BRIEF DESCRIPTION OF THE DRAWINGS

[0015] Various other objects, features and many of the attendant advantages of the present invention will be readily appreciated as the same becomes better understood by reference to the following detailed description of the preferred embodiment when considered in connection with the accompanying drawings, in which:

FIG. 1 is a schematic sectional view showing an embodiment of a keyboard apparatus according to the present invention;

FIG. 2 is a top view of the keyboard apparatus in which only a plunger of the electromagnetic solenoid shown in FIG. 1 is illustrated;

FIG. 3 is a front view of the reflection plate shown in FIG. 1;

FIG. 4A is a view of the reflection plate viewed in lateral direction for explaining a looseness caused on the reflection plate of the keyboard apparatus according to the present invention shown in FIG. 1;

FIG. 4B is a view of a reflection plate as viewed in the lateral direction for explaining a looseness caused on the reflection plate of a conventional keyboard apparatus shown in FIGS. 6A and 6B;

FIGS. 5A to 5I are graphs each showing a relationship between an electric signal outputted from an optical sensor and a position of the plunger, when the angle θ varies such as 0 °, 22.5 °, 45 °, 67.5 °, 90 °, 112.5 °, 135 °, 157.5 °, and 180 °;

FIG. 6A is a schematic sectional view showing an embodiment of a conventional keyboard apparatus; and

FIG. 6B is a top view showing the keyboard apparatus in which only a plunger of the electromagnetic solenoid shown in FIG. 6A is illustrated.
------------------------------
• _SET PROBLEM 1_
In the keyboard apparatus figure list, quote the passage from "FIG. 4B is a" to "6A is illustrated.".
• _SET PROBLEM 2_
Answer these from the keyboard apparatus figure list:
(a) What kind of view of the reflection plate does FIG. 3 give?
(b) What is the largest value of the angle θ listed for FIGS. 5A to 5I?
(c) Which figure is a schematic sectional view of a conventional keyboard apparatus?
------------------------------
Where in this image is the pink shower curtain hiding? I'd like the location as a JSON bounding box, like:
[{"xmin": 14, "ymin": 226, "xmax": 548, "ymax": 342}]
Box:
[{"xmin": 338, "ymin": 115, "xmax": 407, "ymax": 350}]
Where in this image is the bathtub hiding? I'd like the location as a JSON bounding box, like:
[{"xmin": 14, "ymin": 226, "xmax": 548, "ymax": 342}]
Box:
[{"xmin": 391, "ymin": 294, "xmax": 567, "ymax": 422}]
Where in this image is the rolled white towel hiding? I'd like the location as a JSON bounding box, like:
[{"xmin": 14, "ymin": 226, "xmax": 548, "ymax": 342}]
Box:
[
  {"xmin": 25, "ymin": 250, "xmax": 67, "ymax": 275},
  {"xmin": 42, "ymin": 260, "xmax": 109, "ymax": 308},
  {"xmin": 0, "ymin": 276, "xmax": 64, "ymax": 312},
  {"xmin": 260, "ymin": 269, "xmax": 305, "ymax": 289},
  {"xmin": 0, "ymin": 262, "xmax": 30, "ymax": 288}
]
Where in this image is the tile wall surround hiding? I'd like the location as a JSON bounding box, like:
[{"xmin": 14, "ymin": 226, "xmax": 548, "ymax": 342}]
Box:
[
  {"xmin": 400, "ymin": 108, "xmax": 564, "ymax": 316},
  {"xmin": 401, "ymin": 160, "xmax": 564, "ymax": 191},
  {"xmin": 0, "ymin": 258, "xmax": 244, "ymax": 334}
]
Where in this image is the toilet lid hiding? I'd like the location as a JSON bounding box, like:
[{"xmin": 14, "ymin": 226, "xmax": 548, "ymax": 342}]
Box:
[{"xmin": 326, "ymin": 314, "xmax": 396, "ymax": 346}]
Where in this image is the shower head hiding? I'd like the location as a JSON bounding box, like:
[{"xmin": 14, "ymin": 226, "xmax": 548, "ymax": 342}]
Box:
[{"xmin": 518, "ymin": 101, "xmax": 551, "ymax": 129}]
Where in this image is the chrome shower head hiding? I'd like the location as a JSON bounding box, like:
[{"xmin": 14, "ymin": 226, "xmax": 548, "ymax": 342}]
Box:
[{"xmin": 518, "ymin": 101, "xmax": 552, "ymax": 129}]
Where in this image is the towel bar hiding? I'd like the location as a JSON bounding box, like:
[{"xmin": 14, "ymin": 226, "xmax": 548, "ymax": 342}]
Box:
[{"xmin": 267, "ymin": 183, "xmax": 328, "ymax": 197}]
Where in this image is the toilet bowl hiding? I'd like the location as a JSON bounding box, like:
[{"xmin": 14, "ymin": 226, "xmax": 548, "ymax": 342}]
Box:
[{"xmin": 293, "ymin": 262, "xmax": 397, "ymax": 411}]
------------------------------
• _TASK RESULT 1_
FIG. 4B is a view of a reflection plate as viewed in the lateral direction for explaining a looseness caused on the reflection plate of a conventional keyboard apparatus shown in FIGS. 6A and 6B;

FIGS. 5A to 5I are graphs each showing a relationship between an electric signal outputted from an optical sensor and a position of the plunger, when the angle θ varies such as 0 °, 22.5 °, 45 °, 67.5 °, 90 °, 112.5 °, 135 °, 157.5 °, and 180 °;

FIG. 6A is a schematic sectional view showing an embodiment of a conventional keyboard apparatus; and

FIG. 6B is a top view showing the keyboard apparatus in which only a plunger of the electromagnetic solenoid shown in FIG. 6A is illustrated.

• _TASK RESULT 2_
(a) A front view.
(b) 180°.
(c) FIG. 6A.